=== Records provided ===
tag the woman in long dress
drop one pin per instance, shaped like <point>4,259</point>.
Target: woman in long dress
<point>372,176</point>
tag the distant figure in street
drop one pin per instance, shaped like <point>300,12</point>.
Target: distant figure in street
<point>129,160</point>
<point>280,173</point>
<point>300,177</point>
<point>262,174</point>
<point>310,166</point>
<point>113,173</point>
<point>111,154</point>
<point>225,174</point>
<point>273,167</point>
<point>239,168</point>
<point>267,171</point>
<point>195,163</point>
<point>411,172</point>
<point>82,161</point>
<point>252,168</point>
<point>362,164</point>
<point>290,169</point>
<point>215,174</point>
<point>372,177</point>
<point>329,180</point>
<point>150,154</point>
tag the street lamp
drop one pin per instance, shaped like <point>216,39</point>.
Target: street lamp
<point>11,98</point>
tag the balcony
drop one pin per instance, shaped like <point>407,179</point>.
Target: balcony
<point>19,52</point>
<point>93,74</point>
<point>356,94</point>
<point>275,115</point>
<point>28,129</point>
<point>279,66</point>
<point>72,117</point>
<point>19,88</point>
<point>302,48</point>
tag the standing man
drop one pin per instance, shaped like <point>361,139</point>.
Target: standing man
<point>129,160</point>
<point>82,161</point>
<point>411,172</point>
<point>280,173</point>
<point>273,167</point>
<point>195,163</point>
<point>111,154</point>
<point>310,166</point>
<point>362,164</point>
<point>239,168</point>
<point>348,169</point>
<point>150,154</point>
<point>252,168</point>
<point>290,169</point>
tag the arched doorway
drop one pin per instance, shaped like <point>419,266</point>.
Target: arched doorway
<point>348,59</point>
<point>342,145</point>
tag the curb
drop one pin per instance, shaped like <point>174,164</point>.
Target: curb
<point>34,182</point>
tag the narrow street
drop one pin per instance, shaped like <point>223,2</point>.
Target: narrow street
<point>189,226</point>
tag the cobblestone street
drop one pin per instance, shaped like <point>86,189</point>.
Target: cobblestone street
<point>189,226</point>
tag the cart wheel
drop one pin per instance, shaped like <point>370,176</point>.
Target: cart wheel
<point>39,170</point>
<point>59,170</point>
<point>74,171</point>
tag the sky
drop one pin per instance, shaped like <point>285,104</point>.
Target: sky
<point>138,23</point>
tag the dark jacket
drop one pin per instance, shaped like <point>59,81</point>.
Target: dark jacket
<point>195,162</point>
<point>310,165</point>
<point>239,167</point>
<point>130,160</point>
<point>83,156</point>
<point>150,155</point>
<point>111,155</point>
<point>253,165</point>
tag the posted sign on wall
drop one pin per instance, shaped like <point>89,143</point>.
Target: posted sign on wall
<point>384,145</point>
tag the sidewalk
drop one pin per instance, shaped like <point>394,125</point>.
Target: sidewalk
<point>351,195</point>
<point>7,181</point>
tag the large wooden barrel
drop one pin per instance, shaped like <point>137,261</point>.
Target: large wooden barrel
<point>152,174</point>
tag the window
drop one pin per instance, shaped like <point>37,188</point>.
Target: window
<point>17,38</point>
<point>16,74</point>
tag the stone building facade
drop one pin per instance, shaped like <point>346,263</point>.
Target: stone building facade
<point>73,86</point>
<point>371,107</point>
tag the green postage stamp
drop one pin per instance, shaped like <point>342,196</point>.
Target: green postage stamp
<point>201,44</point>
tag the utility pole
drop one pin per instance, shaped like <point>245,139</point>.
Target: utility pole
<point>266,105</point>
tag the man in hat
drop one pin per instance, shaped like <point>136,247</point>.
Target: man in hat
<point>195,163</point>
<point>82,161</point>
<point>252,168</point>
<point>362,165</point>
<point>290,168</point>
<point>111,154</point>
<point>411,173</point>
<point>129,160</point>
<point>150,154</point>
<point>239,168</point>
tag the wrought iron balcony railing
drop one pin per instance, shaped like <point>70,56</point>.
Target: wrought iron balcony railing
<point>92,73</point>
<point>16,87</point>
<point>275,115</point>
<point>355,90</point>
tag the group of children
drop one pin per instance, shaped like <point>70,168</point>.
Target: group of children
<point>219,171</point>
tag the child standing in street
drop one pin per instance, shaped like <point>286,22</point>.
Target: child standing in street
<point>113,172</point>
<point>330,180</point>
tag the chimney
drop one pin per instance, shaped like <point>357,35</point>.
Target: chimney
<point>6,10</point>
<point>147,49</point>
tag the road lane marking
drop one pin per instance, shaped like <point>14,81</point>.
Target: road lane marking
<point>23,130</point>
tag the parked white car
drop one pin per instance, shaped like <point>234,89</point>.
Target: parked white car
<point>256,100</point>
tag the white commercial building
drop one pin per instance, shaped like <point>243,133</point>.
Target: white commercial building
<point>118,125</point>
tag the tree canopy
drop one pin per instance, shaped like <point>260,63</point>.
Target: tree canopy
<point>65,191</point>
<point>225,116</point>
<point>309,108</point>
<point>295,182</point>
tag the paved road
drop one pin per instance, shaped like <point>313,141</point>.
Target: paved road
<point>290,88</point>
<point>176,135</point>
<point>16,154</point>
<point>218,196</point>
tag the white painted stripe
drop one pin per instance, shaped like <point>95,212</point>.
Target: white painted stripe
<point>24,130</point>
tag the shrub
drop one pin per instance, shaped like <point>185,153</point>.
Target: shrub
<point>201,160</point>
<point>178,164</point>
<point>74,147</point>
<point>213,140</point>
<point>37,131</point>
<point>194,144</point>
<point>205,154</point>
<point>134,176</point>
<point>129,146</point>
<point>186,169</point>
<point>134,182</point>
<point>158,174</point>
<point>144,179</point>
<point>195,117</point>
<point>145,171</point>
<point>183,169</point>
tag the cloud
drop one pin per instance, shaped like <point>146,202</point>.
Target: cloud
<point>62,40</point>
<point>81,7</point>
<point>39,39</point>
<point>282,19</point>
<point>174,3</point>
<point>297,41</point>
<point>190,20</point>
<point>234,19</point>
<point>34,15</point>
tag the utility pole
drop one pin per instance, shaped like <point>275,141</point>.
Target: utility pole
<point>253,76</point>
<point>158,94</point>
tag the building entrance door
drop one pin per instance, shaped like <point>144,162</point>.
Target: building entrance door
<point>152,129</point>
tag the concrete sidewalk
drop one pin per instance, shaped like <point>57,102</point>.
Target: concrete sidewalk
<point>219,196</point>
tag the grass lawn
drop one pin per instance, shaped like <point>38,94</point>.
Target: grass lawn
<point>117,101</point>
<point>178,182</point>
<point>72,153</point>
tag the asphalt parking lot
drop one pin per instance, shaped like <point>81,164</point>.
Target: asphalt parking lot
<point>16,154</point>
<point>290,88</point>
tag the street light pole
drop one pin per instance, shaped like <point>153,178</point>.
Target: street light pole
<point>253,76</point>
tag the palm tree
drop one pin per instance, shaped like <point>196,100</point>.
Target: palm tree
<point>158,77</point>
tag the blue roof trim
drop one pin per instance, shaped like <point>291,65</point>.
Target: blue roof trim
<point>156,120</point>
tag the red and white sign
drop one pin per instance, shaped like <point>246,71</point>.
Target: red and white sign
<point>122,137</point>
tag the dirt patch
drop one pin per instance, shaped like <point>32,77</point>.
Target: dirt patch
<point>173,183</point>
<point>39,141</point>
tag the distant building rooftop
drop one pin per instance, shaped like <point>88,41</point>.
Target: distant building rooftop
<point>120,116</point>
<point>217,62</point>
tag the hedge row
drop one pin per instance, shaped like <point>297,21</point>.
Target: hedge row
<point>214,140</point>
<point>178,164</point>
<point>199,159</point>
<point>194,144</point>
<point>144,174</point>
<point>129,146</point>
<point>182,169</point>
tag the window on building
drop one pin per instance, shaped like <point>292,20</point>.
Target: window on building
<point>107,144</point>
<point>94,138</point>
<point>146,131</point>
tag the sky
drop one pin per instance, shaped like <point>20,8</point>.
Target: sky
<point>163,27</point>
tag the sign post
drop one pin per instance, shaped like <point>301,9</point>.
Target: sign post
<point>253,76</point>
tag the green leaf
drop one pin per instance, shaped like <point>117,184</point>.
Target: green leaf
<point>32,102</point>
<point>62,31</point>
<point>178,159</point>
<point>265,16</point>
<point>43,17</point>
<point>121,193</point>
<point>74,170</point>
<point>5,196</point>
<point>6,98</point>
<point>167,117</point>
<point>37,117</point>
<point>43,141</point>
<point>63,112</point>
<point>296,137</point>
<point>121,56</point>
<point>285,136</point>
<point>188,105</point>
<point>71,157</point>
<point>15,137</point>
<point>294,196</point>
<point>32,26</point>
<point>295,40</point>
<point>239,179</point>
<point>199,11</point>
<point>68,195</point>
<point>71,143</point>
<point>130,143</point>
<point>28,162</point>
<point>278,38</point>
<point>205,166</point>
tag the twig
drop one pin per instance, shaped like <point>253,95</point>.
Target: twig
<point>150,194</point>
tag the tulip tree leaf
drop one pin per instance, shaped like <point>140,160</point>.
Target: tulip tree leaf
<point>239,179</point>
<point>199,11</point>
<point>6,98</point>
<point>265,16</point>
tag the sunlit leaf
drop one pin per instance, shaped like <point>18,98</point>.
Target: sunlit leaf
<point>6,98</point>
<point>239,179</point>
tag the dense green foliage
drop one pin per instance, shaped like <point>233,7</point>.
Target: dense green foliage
===
Reproduce the records from the line containing "tag the stone building facade" to the line containing "<point>201,44</point>", including both of those lines. Leave each request and its sample point unchanged, but multiply every point coordinate in the answers by 1.45 and round each result to a whole number, with halves rounded up.

Task output —
tag the stone building facade
drop one pin per instance, shaped like <point>346,263</point>.
Target: stone building facade
<point>106,125</point>
<point>538,155</point>
tag the green postage stamp
drop one pin per instance, shaped like <point>342,196</point>.
Target: green postage stamp
<point>291,64</point>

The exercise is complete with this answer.